# start of Data records

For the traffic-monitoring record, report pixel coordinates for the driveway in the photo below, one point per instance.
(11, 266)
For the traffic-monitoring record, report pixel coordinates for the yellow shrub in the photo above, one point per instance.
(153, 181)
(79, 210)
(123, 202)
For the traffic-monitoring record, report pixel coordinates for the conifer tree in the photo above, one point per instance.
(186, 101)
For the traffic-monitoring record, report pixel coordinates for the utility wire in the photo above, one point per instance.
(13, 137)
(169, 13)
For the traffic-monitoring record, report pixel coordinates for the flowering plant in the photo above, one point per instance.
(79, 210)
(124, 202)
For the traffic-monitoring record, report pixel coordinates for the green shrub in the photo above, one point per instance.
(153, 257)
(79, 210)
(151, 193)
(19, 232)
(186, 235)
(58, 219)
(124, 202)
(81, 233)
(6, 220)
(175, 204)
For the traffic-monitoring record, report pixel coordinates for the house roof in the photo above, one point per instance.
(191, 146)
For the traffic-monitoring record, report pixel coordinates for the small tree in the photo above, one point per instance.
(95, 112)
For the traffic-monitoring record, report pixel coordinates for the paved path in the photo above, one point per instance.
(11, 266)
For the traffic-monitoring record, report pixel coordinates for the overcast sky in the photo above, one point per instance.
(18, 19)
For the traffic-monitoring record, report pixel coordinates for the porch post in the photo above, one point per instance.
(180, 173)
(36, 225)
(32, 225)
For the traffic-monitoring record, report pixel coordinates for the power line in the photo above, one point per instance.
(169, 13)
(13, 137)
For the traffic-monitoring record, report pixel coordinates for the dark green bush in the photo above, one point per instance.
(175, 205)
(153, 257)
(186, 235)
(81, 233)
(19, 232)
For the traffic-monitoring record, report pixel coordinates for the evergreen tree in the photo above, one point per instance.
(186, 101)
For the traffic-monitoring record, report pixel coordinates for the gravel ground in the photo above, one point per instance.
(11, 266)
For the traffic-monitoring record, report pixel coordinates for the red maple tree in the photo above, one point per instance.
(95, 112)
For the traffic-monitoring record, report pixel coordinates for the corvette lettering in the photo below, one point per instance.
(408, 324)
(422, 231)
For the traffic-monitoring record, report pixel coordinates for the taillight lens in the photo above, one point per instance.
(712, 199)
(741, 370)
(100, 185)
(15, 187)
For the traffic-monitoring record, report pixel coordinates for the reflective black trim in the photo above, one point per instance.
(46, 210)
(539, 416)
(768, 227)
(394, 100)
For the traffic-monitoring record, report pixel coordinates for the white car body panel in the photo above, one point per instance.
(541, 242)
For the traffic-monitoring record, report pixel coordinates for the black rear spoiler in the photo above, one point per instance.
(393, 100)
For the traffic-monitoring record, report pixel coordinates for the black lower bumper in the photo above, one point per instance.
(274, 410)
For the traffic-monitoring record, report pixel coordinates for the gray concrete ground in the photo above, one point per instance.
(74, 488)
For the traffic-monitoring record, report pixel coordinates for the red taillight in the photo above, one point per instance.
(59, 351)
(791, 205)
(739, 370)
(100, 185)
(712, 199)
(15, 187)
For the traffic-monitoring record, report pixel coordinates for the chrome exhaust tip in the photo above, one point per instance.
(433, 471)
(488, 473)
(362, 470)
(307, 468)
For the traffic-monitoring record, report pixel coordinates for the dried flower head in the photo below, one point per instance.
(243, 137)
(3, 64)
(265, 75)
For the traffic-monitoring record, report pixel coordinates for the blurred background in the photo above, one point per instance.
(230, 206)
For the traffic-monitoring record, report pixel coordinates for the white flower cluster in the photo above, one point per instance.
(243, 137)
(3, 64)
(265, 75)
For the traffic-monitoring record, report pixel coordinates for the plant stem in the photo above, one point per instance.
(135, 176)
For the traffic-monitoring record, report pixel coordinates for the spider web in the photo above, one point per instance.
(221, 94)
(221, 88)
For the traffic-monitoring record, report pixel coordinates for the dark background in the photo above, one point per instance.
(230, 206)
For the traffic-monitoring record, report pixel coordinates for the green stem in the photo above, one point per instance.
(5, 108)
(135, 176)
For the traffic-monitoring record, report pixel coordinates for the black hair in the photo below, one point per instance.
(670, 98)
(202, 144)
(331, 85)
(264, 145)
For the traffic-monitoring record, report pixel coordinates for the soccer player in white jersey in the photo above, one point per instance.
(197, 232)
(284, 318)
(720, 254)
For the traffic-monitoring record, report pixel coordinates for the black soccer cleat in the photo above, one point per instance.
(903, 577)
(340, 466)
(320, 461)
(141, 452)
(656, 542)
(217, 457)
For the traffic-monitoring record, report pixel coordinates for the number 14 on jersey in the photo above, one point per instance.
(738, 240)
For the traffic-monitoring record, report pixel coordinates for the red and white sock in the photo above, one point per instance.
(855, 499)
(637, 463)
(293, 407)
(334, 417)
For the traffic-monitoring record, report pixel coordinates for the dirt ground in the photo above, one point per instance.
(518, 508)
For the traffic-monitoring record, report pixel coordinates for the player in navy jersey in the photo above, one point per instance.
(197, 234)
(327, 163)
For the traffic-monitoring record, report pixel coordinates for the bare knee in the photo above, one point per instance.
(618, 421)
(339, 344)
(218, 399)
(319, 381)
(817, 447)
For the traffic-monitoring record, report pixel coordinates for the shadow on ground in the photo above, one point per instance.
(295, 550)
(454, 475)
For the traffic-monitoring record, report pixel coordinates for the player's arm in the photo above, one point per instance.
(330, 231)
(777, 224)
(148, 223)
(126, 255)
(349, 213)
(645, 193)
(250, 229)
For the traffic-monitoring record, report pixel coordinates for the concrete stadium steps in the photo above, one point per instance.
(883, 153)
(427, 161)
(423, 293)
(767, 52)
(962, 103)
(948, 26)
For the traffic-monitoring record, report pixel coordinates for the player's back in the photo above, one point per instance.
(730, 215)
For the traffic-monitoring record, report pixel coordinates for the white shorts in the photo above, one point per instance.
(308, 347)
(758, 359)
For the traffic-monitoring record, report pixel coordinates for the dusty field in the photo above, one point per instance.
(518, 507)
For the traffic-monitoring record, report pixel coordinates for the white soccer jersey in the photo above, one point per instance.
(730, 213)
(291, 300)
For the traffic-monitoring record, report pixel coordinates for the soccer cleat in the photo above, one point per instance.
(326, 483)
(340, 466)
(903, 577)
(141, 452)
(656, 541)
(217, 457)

# end of Data records

> **Directive**
Write out again every line from the one containing "the white soccer" through the end of the records, inclusive. Keep the requests unchanged, but multiply each coordinate in the answers by 0.95 and round it to a whole number, with halves rounding up.

> **Answer in full**
For the traffic-monitoring record, report pixel coordinates for the white soccer jersey in the photo above, one point per instance.
(694, 202)
(276, 285)
For the traffic-monitoring record, report pixel coordinates for the soccer cleat in the photo above, one point per instance.
(310, 459)
(323, 443)
(858, 548)
(134, 429)
(623, 514)
(206, 434)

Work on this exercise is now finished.